**Aufgaben**
1. Übertrage den Satz „Für die gängigen Teichfische ist dein Teich leider zu klein.“ aus der Forumsdiskussion zum Miniteich ins Englische.
2. Führe die Forumsdiskussion zum Miniteich nach ihrem letzten Satz weiter.

---------- Dokument

# Mein Mini mit Bachlauf



## kleenerMicha (19. Juli 2009)

So, nun möcht ich euch mal meinen Teich vorstellen. 
Vor einiger Zeit bin ich umgezogen und habe nun eine kleine Terrasse, an die ein ca. 10m² breiter Grünstreifen angrenzt. Am Anfang war der so mit __ Efeu verwuchert, das nur noch der Abriss half. Die ganze Fläche neu zu bepflanzen war mir zu doof also was tun  ? Na klar, ein Teich! 

Und das ist daraus geworden:


              
Gesamtansicht nach dem Bau

 
Der Teich heute, schön zu sehen die Miniteichrose

 
Der Bachlauf mit Kiesbecken,
dient hier als Filter

 
Die Quelle.... Der grüne Ring unterhalb des
Wasserfalls dient als Spritzschutz, der Wasserverlust ohne war viel zu hoch, wird evtl noch durch eine Plexigls-Röhre ersetzt....

 
Und mein ganzer Stolz.... 

Im Moment ist der Teich durch diverse Umbauarbeiten leider etwas verschmutzt, aber ich hoffe es gefällt euch trotzdem....


----------



## niri (19. Juli 2009)

*AW: Mein Mini mit Bachlauf*

Hi Micha,

:willkommen im Forum!

Deine Miniteich-Anlage  ist dir sehr gut gelungen, alles ist gut durchdacht  und der Wasserspeier tres chic. 

Aaaber ich würde im Teich selbst noch viiiiel mehr Pflanzen einsetzen  und die Seerose so weit wie möglich von der Bachmündung platzieren, sie mag das bewegte Wasser und die Spritzer nicht gerne. Um die schwarzen Ränder des Beckens würde sich __ Pfennigkraut gut machen und mit der Zeit die Ränder völllig überdecken.

LG
Ina


----------



## kleenerMicha (19. Juli 2009)

*AW: Mein Mini mit Bachlauf*

Danke dir für das Lob Ina und die Willkommensgrüße! Also du meinst das __ Pfennigkraut außerhalb am Teichrand pflanzen? Mehr Pflanzen da hast du natürlich völlig recht, aber nehm ich den Fischen dadurch nicht zuviel Platz weg? Und was würdet Ihr mir denn empfehlen für Pflanzen? 

Gruß Micha


----------



## niri (19. Juli 2009)

*AW: Mein Mini mit Bachlauf*

Hi Micha,

ja, das __ Pfennigkraut kannst du außerhalb am Teichrand pflanzen, auch im schmalen Sumpfzonenbereich im Teich kann es wachsen. Für diesen Sumpfzonenring um den Teich (innen) eignen sich allerlei Sumpfpflanzen, z.B. Tannenwedel, Irisarten, __ Kalmus, __ Sumpfdotterblume, __ Bachbunge usw.

Für die gängigen Teichfische ist dein Teich leider zu klein . Im Sommer könntest du aber ein Paar Guppies oder __ Macropoden (Macropodus opercularis) drin halten, die ab dem frühen Herbst wieder in ein eingefahrenes Aquarium gehören.

--------------------
---------- Bereitgestelltes Material

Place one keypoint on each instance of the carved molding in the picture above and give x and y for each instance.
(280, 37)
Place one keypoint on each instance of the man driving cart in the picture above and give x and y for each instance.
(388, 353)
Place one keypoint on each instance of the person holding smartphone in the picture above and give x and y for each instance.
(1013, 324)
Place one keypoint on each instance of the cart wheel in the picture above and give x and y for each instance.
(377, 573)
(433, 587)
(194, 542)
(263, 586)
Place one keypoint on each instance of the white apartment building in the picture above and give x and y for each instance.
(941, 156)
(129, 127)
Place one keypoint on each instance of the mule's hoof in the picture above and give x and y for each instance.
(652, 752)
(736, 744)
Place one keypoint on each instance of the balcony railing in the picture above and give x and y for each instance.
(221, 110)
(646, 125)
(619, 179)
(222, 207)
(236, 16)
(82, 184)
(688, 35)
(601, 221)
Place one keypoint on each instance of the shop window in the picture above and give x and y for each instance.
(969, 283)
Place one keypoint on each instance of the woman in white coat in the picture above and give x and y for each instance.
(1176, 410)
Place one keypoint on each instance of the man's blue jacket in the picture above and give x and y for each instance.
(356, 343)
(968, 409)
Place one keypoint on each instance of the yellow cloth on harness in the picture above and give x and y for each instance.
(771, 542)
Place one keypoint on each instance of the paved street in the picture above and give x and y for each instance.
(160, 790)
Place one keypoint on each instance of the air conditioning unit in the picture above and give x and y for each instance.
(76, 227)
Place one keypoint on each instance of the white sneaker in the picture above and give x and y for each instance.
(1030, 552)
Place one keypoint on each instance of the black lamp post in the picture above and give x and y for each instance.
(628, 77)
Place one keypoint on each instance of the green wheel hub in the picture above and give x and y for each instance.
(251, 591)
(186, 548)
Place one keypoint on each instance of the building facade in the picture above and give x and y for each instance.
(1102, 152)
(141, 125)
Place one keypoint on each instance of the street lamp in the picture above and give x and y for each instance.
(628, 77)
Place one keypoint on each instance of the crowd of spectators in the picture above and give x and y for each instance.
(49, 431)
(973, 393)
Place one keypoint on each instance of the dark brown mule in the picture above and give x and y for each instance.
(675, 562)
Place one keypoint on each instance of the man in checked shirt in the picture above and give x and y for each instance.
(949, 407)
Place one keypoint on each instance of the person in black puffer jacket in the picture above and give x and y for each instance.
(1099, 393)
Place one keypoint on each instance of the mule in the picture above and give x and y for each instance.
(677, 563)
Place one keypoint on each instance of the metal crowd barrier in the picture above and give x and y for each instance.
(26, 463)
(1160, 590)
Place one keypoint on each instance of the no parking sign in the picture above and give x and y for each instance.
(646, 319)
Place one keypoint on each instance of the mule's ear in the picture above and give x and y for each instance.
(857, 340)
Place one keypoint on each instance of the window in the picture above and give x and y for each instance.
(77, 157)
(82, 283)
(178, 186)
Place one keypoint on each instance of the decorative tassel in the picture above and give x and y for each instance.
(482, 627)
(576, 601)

--------------------

**Ergebnisse je Aufgabe**
1. Unfortunately, your pond is too small for the common pond fish.

2.
Unterwasserpflanzen wie __ Hornkraut, __ Wasserpest und co. sind auch wichtig, sie wirken wassereinigend und spenden Sauerstoff.

LG
Ina


----------



## kleenerMicha (19. Juli 2009)

*AW: Mein Mini mit Bachlauf*

Öhm... Ich hab doch schon 3 Fische drin.... 
Die heißen Shibunki, eine Kreuzung aus Koi und __ Goldfisch, im Zooladen haben die mir gesagt das 3 ok sind für die Teichgröße....


----------



## niri (19. Juli 2009)

*AW: Mein Mini mit Bachlauf*

Hi Micha,

die Zooläden verkaufen leider solche Fische auch für Kleinstteiche, die wollen nur verkaufen :evil . __ Shubunkin werden ca. 30 cm groß, ich würde sie an deiner Stelle zurück zum Händler bringen oder jemandem mit einem großen Teich geben, deine 150 Liter sind definitiv zu wenig für diese Fische.

LG
Ina


----------



## katja (19. Juli 2009)

*AW: Mein Mini mit Bachlauf*

hallo micha,
ganz davon abgesehen, dass in 150 l gar kein fisch reingehört... haben die im laden auch gesagt, dass du die 3 im winter in einem eisblock eingefroren anschauen kannst? :evil


----------



## snoopy3274 (19. Juli 2009)

*AW: Mein Mini mit Bachlauf*

Hallöchen Micha,

oh man dein Mini ist echt klasse geworden  


Deinen Beitrag hätte ich 2 Wochen früher gebraucht, denn ich habe hier im Forum genau nach sowas gesucht.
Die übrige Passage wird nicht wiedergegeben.